**Extracted entries**.
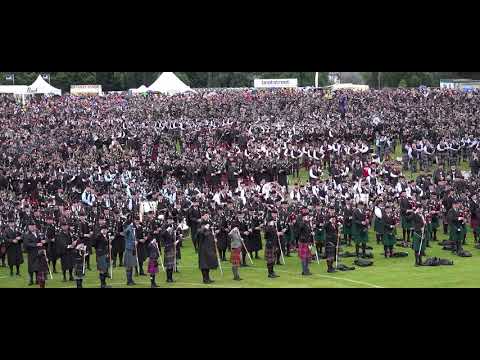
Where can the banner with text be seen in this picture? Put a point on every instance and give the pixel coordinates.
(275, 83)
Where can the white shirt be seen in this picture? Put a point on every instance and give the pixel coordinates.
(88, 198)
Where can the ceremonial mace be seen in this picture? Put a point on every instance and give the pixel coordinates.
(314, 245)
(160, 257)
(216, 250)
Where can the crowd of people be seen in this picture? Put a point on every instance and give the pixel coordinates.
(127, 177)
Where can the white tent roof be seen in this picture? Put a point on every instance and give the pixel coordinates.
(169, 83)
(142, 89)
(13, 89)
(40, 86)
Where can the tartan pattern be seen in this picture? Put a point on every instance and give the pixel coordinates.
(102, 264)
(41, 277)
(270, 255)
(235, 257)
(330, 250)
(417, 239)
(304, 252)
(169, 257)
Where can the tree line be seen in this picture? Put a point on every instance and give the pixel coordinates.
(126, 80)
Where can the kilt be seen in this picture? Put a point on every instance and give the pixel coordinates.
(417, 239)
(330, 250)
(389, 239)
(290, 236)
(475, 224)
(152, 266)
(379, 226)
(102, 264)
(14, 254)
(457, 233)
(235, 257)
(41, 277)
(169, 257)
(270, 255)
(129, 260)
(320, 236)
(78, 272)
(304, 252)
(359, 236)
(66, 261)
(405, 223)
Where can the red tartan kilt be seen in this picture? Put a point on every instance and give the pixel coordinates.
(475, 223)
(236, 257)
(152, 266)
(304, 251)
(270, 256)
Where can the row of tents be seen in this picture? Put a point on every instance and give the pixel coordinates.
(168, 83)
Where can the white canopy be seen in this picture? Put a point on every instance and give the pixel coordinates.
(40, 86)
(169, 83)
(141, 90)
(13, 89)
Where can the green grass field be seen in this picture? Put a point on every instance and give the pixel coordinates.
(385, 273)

**What you will do**. Reproduce every entry word for word, but omit the pictures.

**Answer to the problem**.
Where can the banner with text be seen in this picture? Put a point on every instance and give the pixel coordinates.
(275, 83)
Where can the white shirt be seen in this picture? Put a point on every instance and give the pixel coordinates.
(88, 198)
Where can the ceremonial mace be seen in this picture? Put a point on every instance and give the pixel coordinates.
(314, 245)
(160, 257)
(216, 250)
Where can the crowd of people be seen in this picture? Put a point on every instance and give the pixel coordinates.
(127, 177)
Where can the white tent roof be seen in this picture? Put a point on every instance and give the pixel coordinates.
(169, 83)
(142, 89)
(13, 89)
(40, 86)
Where can the tartan pattern be seen in this picture? Put a point on every instance and give the pixel coordinates.
(102, 264)
(41, 277)
(270, 255)
(235, 257)
(330, 250)
(417, 239)
(304, 252)
(169, 257)
Where can the tree line be seen in this picture? Put a point on every instance and give the pixel coordinates.
(126, 80)
Where can the kilt be seen in this picture? Put a point on every instance and give the pixel coordinates.
(417, 239)
(330, 250)
(389, 239)
(290, 236)
(475, 224)
(152, 266)
(379, 226)
(102, 264)
(14, 254)
(457, 233)
(235, 257)
(41, 277)
(169, 257)
(270, 255)
(129, 260)
(320, 236)
(78, 272)
(304, 252)
(359, 236)
(66, 261)
(405, 223)
Where can the red tartan kilt be seen in this picture? Put a point on every instance and give the pixel coordinates.
(475, 223)
(236, 257)
(152, 266)
(304, 251)
(270, 256)
Where can the row of tents be seen in this picture? Put a point on every instance and give the pixel coordinates.
(168, 83)
Where can the white canopy be seen in this picture? Put a point on every instance and give the pixel coordinates.
(40, 86)
(169, 83)
(141, 90)
(13, 89)
Where can the green grass field be seen in this picture? Put a point on every instance and give the pixel coordinates.
(385, 273)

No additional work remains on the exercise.